### Testo in esame:

Curcio Medie

A partire dalla seconda metà dell’Ottocento, si determina un grande salto qualitativo nella storia dei rapporti dell’uomo con la natura:  dopo la Rivoluzione del Neolitico e la Rivoluzione scientifico-tecnica del Settecento scoppia la Rivoluzione industriale, che ha segnato l’alba di un nuovo mondo, il mondo di oggi,  totalmente diverso da tutto ciò che il pianeta aveva visto fino ad allora.

La nuova società industriale sposa l’innovazione delle macchine capaci di svolgere da sole il lavoro di parecchi uomini,  sperimenta sconvolgenti trasformazioni dei sistemi produttivi tradizionali, moltiplica gli scambi, mette a frutto nuove risorse, consente la formazione e l’accumulazione del capitale.

Come tutte le rivoluzioni, quella industriale ha generato un gran numero di conseguenze: l’incremento dell’industria comporta la costruzione di grandi fabbriche, e quindi lo sviluppo delle città che gravitavano attorno; la trasformazione radicale del modo di lavorare ( non più artigianale) ma sulle macchine e sulla catena di montaggio ha cambiato la vita di migliaia di persone, con la nascita di una  nuova classe sociale, la classe operaia.

### Materiale di partenza:
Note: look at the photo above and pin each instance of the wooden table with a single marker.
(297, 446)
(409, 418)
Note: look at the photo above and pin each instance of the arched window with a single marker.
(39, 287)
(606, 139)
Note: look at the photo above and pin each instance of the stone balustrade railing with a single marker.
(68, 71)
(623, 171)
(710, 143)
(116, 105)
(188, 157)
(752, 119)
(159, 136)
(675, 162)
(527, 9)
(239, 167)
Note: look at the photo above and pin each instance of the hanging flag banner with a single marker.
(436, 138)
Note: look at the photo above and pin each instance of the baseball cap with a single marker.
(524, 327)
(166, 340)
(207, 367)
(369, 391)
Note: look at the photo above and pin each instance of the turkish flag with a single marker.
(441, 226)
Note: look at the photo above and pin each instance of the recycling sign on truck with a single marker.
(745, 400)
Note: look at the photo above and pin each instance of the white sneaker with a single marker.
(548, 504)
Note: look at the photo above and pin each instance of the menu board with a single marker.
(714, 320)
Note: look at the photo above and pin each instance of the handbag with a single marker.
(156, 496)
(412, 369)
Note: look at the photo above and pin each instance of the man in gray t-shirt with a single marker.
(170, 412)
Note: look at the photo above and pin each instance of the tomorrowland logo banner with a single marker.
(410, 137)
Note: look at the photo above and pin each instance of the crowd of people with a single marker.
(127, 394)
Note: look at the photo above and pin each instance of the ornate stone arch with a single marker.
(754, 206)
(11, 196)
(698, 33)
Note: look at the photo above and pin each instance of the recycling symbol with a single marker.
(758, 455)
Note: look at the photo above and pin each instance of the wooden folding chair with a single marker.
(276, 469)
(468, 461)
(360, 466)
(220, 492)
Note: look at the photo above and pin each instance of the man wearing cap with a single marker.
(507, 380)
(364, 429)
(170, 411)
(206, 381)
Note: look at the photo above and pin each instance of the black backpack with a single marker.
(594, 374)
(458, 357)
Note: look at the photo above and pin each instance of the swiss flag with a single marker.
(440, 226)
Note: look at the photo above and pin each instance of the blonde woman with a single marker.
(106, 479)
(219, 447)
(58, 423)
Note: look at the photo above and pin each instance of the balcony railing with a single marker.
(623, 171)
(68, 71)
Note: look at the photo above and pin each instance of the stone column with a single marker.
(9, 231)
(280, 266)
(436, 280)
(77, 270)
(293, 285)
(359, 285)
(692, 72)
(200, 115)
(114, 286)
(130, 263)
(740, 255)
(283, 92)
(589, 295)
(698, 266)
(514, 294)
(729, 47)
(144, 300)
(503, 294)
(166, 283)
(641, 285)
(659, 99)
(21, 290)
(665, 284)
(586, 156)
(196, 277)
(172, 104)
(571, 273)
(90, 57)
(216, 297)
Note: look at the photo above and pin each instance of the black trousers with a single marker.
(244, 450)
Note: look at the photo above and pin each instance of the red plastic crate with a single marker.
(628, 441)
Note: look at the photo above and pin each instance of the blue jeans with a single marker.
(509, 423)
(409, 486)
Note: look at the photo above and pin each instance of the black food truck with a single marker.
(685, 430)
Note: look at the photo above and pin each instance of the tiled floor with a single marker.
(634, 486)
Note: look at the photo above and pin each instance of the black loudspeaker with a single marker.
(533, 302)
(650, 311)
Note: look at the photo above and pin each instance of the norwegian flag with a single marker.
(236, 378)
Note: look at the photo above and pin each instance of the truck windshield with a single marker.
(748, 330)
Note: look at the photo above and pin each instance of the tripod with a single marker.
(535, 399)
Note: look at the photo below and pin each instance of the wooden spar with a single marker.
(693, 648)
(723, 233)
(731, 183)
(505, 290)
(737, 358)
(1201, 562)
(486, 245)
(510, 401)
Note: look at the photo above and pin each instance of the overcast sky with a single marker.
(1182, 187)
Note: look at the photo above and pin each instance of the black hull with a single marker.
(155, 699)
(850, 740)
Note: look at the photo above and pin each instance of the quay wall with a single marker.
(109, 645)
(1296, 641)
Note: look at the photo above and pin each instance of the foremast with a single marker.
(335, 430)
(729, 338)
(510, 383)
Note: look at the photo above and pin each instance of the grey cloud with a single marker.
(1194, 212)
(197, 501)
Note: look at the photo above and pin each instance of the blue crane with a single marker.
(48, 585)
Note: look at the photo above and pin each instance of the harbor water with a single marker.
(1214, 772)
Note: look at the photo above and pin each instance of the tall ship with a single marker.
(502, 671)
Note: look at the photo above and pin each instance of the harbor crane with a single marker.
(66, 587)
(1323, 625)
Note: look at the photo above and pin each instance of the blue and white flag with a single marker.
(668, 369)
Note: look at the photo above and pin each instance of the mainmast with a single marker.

### Cosa si chiede:
Per favore, ripeti parola per parola il testo sulla Rivoluzione industriale, tutto da "A partire dalla" giù fino a "fino ad allora.".

### Soluzione del compito:
A partire dalla seconda metà dell’Ottocento, si determina un grande salto qualitativo nella storia dei rapporti dell’uomo con la natura:  dopo la Rivoluzione del Neolitico e la Rivoluzione scientifico-tecnica del Settecento scoppia la Rivoluzione industriale, che ha segnato l’alba di un nuovo mondo, il mondo di oggi,  totalmente diverso da tutto ciò che il pianeta aveva visto fino ad allora.